* _TASK INSTRUCTIONS_
Select every line of the records that contains the word "fence" and copy those lines. Case counts.

Data records:
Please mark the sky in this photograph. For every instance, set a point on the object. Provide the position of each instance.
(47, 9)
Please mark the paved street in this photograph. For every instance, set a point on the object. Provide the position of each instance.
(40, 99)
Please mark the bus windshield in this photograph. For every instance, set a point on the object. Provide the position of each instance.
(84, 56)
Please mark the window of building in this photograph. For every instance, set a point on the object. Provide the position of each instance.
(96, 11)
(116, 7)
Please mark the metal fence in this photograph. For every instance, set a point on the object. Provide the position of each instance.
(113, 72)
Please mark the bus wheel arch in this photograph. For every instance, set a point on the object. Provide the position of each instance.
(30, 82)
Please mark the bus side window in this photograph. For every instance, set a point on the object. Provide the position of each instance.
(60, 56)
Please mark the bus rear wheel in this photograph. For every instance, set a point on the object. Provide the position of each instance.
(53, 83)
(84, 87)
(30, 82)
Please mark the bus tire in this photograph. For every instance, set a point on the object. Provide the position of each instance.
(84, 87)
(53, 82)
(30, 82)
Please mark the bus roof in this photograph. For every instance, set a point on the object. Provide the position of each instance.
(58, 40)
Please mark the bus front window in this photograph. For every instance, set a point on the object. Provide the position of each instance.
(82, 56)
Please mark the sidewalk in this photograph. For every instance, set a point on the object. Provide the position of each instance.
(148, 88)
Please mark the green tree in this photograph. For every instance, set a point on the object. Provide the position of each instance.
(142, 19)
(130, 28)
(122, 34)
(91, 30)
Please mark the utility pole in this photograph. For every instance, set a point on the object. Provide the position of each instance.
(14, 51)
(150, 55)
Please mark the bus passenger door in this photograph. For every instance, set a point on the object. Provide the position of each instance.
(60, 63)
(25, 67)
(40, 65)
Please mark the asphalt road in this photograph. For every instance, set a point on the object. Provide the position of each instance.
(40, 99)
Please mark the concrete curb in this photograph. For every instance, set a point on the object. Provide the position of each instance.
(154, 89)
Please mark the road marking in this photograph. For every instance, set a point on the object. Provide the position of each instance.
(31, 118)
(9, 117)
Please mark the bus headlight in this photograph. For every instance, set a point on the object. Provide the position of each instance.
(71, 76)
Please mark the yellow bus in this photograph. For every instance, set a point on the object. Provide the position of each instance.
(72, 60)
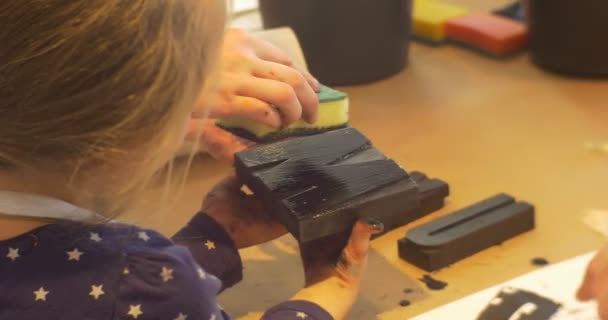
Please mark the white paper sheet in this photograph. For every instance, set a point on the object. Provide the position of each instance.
(558, 282)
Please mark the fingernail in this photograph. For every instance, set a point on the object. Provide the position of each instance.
(376, 224)
(317, 84)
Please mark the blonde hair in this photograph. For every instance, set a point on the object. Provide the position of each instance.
(99, 90)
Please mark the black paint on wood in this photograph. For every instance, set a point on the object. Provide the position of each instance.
(433, 283)
(320, 185)
(405, 303)
(454, 237)
(540, 261)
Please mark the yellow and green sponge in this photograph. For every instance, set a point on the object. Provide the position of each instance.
(333, 114)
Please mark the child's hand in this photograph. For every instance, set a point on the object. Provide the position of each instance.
(241, 215)
(335, 286)
(259, 81)
(219, 143)
(595, 283)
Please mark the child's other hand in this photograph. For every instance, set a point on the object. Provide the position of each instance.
(595, 283)
(219, 143)
(242, 216)
(335, 285)
(255, 79)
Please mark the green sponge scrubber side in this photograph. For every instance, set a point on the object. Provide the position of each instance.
(333, 114)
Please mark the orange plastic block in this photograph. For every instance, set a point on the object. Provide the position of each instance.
(493, 34)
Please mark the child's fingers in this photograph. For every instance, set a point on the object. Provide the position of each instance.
(249, 108)
(594, 273)
(277, 93)
(305, 93)
(312, 81)
(218, 142)
(269, 52)
(359, 241)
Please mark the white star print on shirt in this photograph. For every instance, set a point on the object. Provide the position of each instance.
(95, 237)
(13, 254)
(40, 294)
(210, 245)
(166, 274)
(181, 316)
(144, 236)
(135, 311)
(74, 255)
(96, 291)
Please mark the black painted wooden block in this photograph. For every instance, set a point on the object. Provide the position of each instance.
(320, 185)
(449, 239)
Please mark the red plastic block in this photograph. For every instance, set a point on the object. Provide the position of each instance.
(490, 33)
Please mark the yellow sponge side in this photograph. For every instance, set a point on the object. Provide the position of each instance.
(430, 16)
(331, 114)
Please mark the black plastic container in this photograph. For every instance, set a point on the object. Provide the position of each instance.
(346, 42)
(569, 37)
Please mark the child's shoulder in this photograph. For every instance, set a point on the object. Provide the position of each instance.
(78, 268)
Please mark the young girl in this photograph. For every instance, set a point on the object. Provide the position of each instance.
(95, 98)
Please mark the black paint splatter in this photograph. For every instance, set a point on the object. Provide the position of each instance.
(540, 262)
(404, 303)
(432, 283)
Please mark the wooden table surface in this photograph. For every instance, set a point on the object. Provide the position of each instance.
(484, 126)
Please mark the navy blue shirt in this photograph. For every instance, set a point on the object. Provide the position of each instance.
(70, 271)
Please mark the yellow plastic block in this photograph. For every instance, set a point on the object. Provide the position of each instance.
(430, 16)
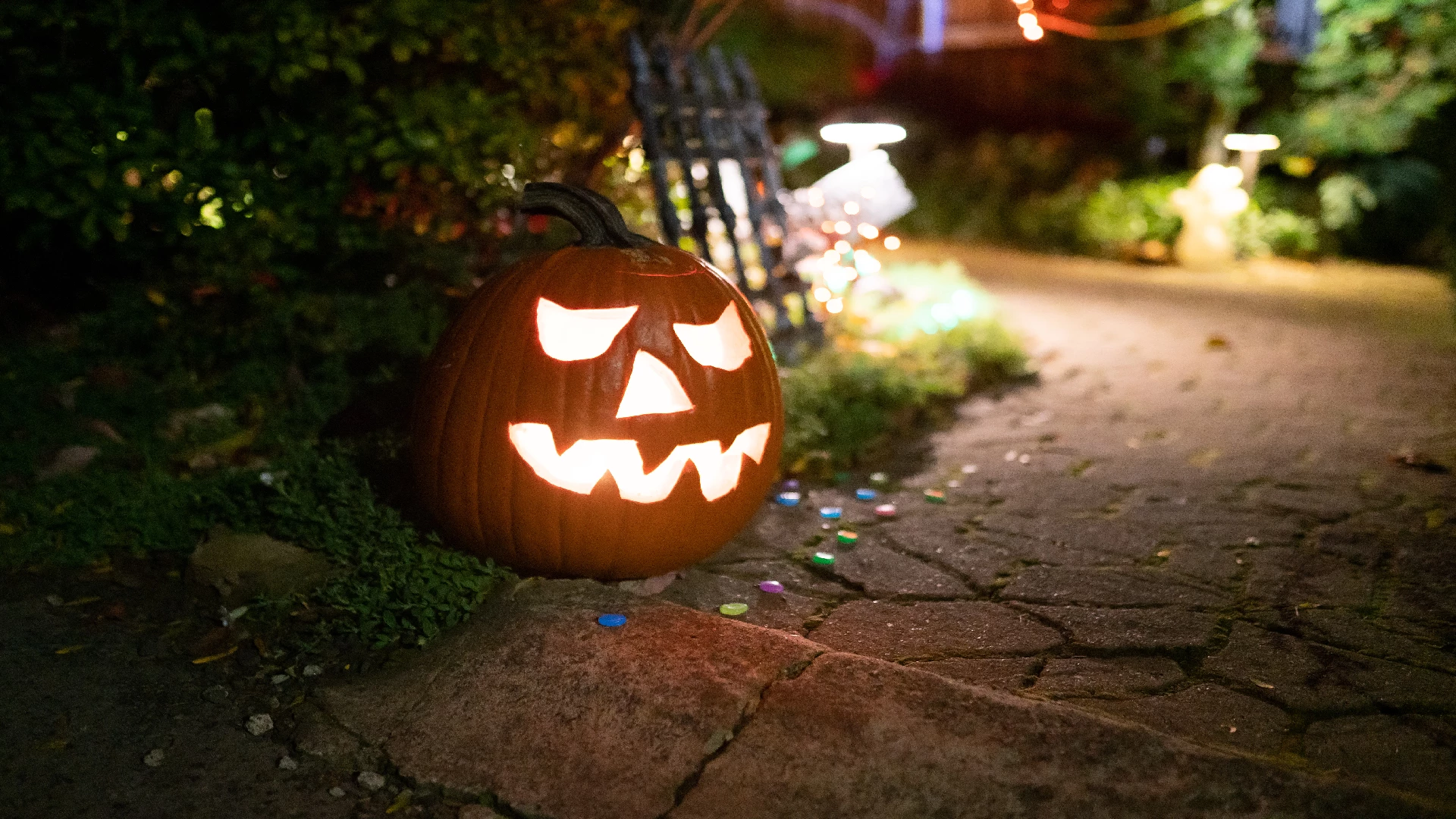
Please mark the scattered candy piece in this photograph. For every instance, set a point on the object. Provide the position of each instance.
(259, 725)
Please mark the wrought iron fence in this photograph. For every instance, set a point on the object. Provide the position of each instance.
(717, 183)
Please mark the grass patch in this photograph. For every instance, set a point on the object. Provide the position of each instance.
(896, 362)
(210, 414)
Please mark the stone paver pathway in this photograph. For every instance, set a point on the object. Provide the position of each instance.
(1209, 516)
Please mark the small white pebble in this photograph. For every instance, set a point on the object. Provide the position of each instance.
(259, 725)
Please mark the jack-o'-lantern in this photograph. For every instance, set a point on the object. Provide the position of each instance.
(610, 410)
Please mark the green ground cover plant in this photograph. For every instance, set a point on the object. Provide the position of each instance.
(226, 414)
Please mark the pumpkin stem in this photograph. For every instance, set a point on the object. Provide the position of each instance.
(599, 222)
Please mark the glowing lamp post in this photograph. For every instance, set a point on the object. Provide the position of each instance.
(867, 188)
(862, 137)
(1250, 148)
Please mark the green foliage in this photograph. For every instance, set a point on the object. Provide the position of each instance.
(1279, 232)
(398, 586)
(310, 140)
(843, 401)
(1119, 218)
(1216, 55)
(1021, 190)
(1382, 67)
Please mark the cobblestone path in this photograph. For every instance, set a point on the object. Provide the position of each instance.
(1209, 515)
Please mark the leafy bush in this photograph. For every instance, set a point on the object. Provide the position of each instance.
(1119, 218)
(1274, 232)
(893, 365)
(293, 142)
(1021, 190)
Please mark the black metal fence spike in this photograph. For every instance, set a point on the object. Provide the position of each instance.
(696, 114)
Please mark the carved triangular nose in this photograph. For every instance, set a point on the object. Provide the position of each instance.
(653, 390)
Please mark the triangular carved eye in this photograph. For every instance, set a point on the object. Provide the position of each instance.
(721, 344)
(574, 335)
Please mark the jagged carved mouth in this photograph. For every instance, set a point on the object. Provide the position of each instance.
(584, 463)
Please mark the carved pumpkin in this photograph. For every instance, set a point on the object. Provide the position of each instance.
(610, 410)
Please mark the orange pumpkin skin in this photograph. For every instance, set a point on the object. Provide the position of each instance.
(491, 371)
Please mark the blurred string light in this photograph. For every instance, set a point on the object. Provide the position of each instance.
(1028, 22)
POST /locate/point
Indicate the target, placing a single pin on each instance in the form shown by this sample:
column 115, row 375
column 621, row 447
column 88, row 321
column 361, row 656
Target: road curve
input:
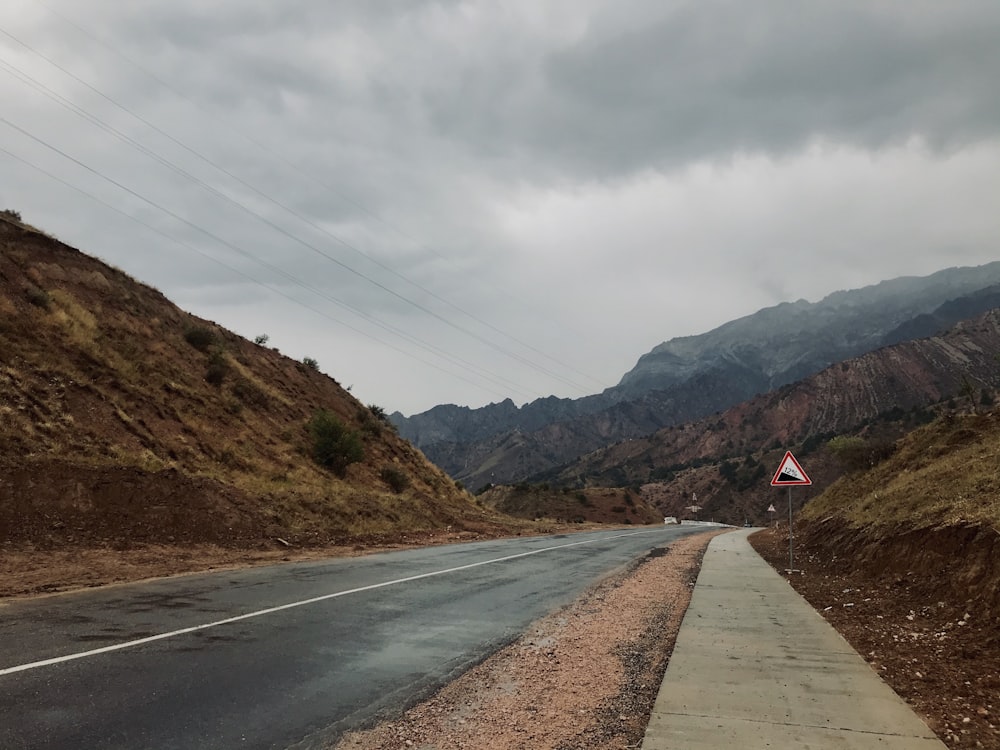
column 287, row 656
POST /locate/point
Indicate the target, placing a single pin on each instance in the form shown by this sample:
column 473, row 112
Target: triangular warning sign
column 789, row 472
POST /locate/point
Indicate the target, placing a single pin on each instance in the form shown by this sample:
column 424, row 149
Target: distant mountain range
column 686, row 379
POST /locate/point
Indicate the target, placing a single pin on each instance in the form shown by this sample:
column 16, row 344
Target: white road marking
column 292, row 605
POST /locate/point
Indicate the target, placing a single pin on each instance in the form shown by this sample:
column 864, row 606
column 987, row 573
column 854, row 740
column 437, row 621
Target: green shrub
column 334, row 446
column 394, row 477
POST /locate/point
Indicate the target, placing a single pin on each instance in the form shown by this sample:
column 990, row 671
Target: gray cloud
column 577, row 177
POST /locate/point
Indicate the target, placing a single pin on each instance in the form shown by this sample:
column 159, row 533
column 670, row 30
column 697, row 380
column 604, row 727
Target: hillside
column 687, row 379
column 592, row 505
column 127, row 421
column 895, row 382
column 903, row 558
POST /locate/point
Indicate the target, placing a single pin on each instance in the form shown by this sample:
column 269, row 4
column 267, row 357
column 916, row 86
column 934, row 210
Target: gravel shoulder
column 938, row 651
column 583, row 678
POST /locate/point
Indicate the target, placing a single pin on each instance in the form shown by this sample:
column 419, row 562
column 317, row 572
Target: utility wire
column 233, row 269
column 83, row 30
column 274, row 269
column 94, row 120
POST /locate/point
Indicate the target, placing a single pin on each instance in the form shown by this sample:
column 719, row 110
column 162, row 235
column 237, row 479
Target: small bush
column 218, row 368
column 200, row 337
column 334, row 446
column 395, row 478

* _SOLUTION BELOW_
Please mark the metal fence in this photograph. For every instance, set a point on the object. Provide the position of each instance.
Please mark the wrought iron fence in this photograph. For every instance, set a point on the object. Provide the position of each instance.
Please mark the black metal fence spike in this photograph. For every instance, set a point on the object. Provide the position of each instance.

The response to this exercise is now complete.